**Exercise aim**
Go through the data below and copy each line where the word "window" occurs.

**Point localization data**
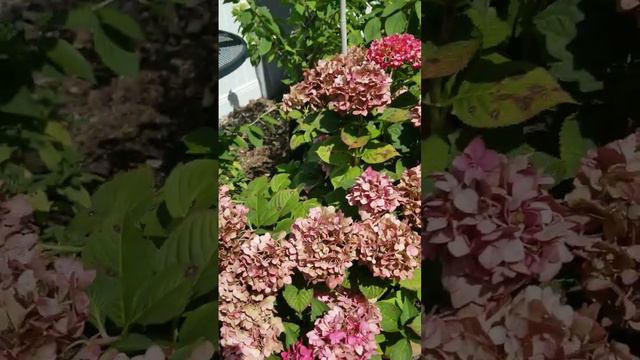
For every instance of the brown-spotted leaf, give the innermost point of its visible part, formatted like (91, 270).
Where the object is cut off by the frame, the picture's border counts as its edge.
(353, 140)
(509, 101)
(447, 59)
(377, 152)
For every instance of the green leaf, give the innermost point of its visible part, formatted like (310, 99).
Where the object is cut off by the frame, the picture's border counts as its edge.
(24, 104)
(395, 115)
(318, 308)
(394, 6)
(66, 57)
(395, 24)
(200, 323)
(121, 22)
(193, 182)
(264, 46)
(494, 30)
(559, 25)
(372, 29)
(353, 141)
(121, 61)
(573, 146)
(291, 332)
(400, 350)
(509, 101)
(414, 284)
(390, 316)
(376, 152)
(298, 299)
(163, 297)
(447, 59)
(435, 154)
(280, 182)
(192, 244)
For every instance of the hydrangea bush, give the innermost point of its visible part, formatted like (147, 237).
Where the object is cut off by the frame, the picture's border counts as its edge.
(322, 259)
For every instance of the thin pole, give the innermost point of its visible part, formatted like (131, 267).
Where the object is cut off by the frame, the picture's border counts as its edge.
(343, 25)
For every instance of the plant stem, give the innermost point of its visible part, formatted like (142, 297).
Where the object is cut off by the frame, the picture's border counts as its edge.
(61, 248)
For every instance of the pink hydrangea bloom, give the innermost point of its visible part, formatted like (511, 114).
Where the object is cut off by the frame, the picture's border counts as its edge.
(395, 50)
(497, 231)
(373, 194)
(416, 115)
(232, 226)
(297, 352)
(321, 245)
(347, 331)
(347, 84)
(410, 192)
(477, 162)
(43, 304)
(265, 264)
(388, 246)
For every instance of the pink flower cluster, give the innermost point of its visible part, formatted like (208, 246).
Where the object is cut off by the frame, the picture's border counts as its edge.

==

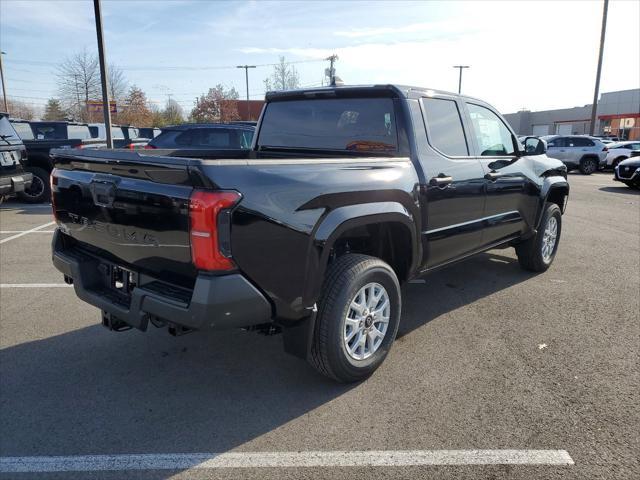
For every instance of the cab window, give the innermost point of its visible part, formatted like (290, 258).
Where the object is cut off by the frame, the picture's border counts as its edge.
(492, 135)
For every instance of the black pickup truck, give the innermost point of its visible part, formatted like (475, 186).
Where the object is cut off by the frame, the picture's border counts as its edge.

---

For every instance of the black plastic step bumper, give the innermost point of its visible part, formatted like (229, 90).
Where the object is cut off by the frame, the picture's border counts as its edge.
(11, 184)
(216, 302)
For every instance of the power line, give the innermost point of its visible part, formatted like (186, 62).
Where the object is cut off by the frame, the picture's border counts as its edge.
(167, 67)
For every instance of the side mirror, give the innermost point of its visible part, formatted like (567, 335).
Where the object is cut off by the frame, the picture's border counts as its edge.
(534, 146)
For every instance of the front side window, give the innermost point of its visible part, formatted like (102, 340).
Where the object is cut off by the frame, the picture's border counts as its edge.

**Solution to this task**
For every instance of the cab window, give the innermost point of its visible part, formatted like (290, 258).
For every instance of the front side window, give the innermost point of its visible part, formatted like (102, 340).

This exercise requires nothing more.